Image location labeling entries:
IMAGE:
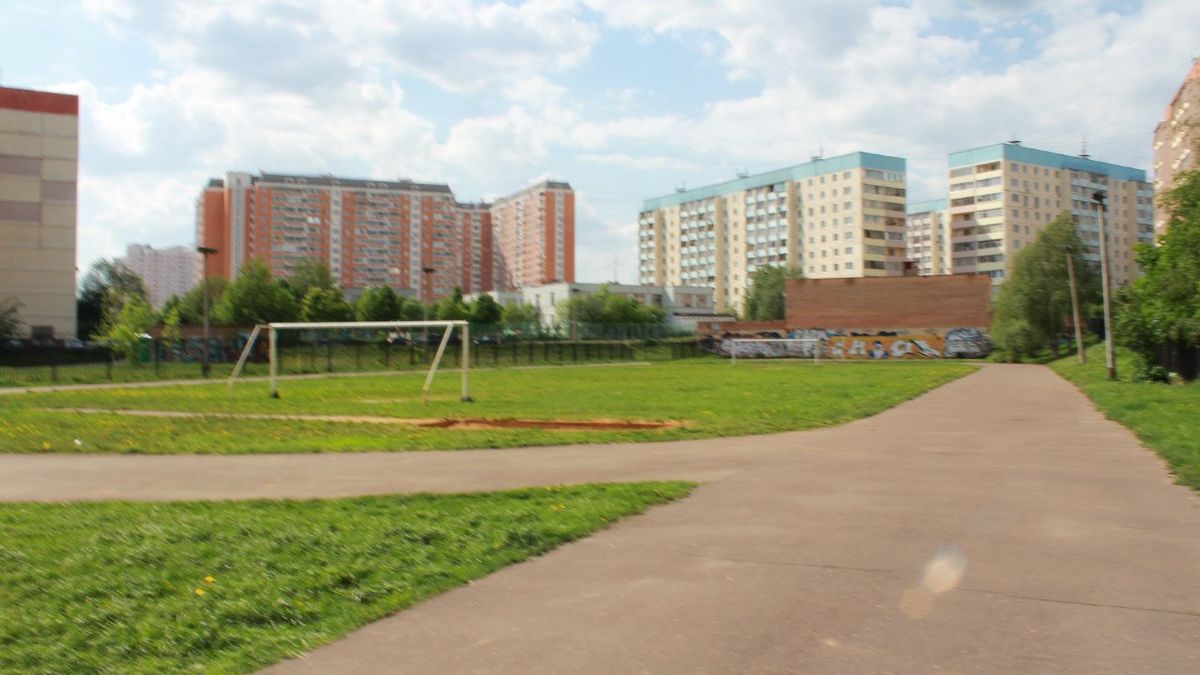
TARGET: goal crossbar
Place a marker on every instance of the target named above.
(736, 341)
(273, 346)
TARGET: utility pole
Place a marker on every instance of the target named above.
(205, 251)
(1110, 357)
(1074, 306)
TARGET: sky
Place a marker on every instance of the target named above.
(623, 99)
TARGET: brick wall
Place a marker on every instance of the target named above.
(889, 303)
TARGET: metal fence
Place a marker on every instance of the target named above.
(162, 360)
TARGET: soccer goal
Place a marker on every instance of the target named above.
(274, 329)
(775, 348)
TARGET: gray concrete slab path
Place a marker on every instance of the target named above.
(999, 524)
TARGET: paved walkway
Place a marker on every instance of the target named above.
(999, 524)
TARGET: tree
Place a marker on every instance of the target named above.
(306, 275)
(377, 304)
(485, 310)
(127, 330)
(766, 294)
(171, 321)
(1162, 308)
(256, 298)
(520, 315)
(105, 290)
(191, 304)
(324, 304)
(610, 309)
(1033, 305)
(10, 318)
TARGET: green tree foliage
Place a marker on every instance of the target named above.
(255, 297)
(766, 294)
(1163, 305)
(171, 321)
(377, 304)
(10, 318)
(126, 332)
(324, 304)
(520, 315)
(191, 304)
(453, 308)
(1032, 309)
(306, 275)
(485, 310)
(105, 290)
(607, 308)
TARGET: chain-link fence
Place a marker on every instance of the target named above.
(315, 353)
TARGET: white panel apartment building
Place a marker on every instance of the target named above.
(1001, 196)
(929, 237)
(832, 217)
(166, 272)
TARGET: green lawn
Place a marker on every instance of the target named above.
(709, 396)
(234, 586)
(1164, 417)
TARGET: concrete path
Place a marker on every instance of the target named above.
(999, 524)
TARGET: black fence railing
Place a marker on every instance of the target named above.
(162, 360)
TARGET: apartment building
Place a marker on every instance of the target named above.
(534, 233)
(165, 272)
(928, 237)
(39, 172)
(1177, 138)
(831, 217)
(413, 237)
(1001, 196)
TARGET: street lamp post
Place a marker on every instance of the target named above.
(205, 251)
(1110, 357)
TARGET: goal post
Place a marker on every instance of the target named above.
(273, 330)
(775, 347)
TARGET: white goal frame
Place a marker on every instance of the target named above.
(735, 341)
(274, 328)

◆ Objective:
Reproduce these lines word for word, covering all of the material, but leave out the pictures.

◆ Solution below:
IMAGE:
TARGET: goal crossbar
Place a marker on every instance of the target named above.
(736, 341)
(273, 346)
TARGET: utility pole
Place a marker on every instance of the target named above.
(205, 251)
(1110, 357)
(1074, 306)
TARGET: sky
Place a marker on every instance of the target named above.
(623, 99)
TARGET: brick wall
Place a marker on every instance of the target named above.
(889, 303)
TARGET: metal fence
Place a marker on every instance of the target named above.
(162, 360)
TARGET: soccer goal
Place a marker on every instance of the target named above.
(274, 329)
(775, 348)
TARGET: gray concrete slab path
Place a marker on every instance of the target named above.
(999, 524)
TARGET: paved walkway
Place a marker on every instance of the target named above.
(999, 524)
TARGET: tree
Place a marker on every instance of the target named above.
(306, 275)
(377, 304)
(485, 310)
(127, 330)
(766, 294)
(171, 321)
(1162, 308)
(256, 298)
(520, 315)
(105, 290)
(191, 304)
(324, 304)
(610, 309)
(1033, 305)
(10, 318)
TARGET: green tree foliage
Place a marker on every instance of the target named above.
(255, 297)
(766, 294)
(1163, 305)
(171, 321)
(377, 304)
(10, 318)
(126, 332)
(324, 304)
(520, 315)
(191, 304)
(453, 308)
(1032, 309)
(306, 275)
(485, 310)
(105, 290)
(607, 308)
TARGET: chain-link fence
Place a marker on every instance of the target named above.
(315, 353)
TARGET: white panel apartment building
Place a marker on every instance of the target named above.
(1001, 196)
(929, 237)
(832, 217)
(166, 272)
TARGET: green lawn
Place a marker on every instance of the target named above.
(709, 396)
(234, 586)
(1164, 417)
TARGET: concrete path
Place a marker on every instance of the target named above.
(999, 524)
TARGET: black fence railing
Place a marker on every instance of the target named above.
(162, 360)
TARGET: apartment building
Place a marker on every instance of the target named above.
(534, 233)
(165, 272)
(928, 237)
(39, 172)
(1177, 138)
(831, 217)
(413, 237)
(1001, 196)
TARGET: street lamp post
Place a marker on every instance of the target named above.
(205, 251)
(1110, 357)
TARGET: goal post
Place a marker on every instance of the target named above.
(273, 330)
(775, 347)
TARGET: white goal frame
Place a marker on every instance of the target named above.
(735, 341)
(274, 328)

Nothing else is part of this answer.